# START OF Input for this task
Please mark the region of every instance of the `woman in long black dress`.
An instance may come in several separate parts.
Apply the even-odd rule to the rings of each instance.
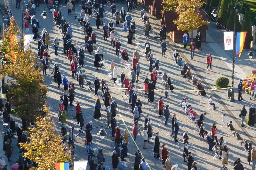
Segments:
[[[154,101],[154,85],[153,81],[150,80],[149,83],[148,84],[148,101],[153,102]]]
[[[128,32],[128,34],[127,35],[127,43],[128,44],[132,44],[132,30],[129,29],[129,31]]]
[[[96,26],[97,26],[97,29],[99,29],[99,26],[100,25],[100,12],[97,12],[97,15],[96,15]]]
[[[33,33],[34,34],[34,36],[33,37],[33,39],[34,41],[35,41],[36,40],[36,39],[37,38],[37,33],[38,33],[38,29],[36,24],[34,24],[33,29]]]
[[[101,58],[99,54],[99,51],[96,51],[95,52],[95,59],[94,60],[94,66],[96,67],[96,70],[99,70],[100,64],[99,62],[101,61]]]
[[[89,40],[88,40],[88,49],[87,51],[90,53],[90,54],[92,54],[92,52],[93,51],[93,48],[92,48],[92,44],[93,44],[93,42],[92,40],[91,37],[89,37]]]
[[[207,95],[206,94],[205,91],[204,90],[204,88],[200,82],[199,81],[197,81],[197,85],[196,86],[197,87],[198,89],[200,90],[199,91],[199,92],[201,93],[201,96],[207,96]]]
# END OF Input for this task
Rewrite every line of the items above, instruction lines included, adding 46 to each polygon vertex coordinate in the answers. Omit the pictures from your output.

Full output:
Please mark the region of every instance of the `woman in long black dress`.
An instance may come in several separate parts.
Apply the even-odd rule to the rings of each instance.
Segments:
[[[200,147],[200,131],[199,127],[196,126],[195,129],[194,130],[194,147],[199,148]]]
[[[174,78],[174,80],[173,81],[173,89],[174,90],[178,90],[178,76],[175,75],[175,77]]]
[[[142,72],[143,72],[143,75],[145,75],[145,72],[146,71],[146,58],[143,58],[143,61],[142,61]]]
[[[79,79],[80,80],[80,82],[79,83],[79,85],[80,87],[81,87],[82,86],[82,85],[83,84],[83,79],[84,79],[84,75],[82,70],[80,70],[79,75]]]
[[[147,104],[145,100],[145,97],[142,97],[141,98],[141,105],[140,106],[140,112],[142,113],[142,116],[145,116],[146,110],[145,108],[147,107]]]
[[[135,86],[134,86],[134,95],[133,97],[136,99],[136,100],[138,100],[138,98],[139,97],[139,94],[138,94],[138,90],[139,90],[139,88],[138,86],[137,83],[135,83]]]
[[[253,141],[252,140],[251,137],[250,136],[250,134],[246,128],[245,127],[243,127],[243,131],[242,132],[243,133],[244,135],[246,136],[245,137],[245,138],[247,139],[247,142],[253,142]]]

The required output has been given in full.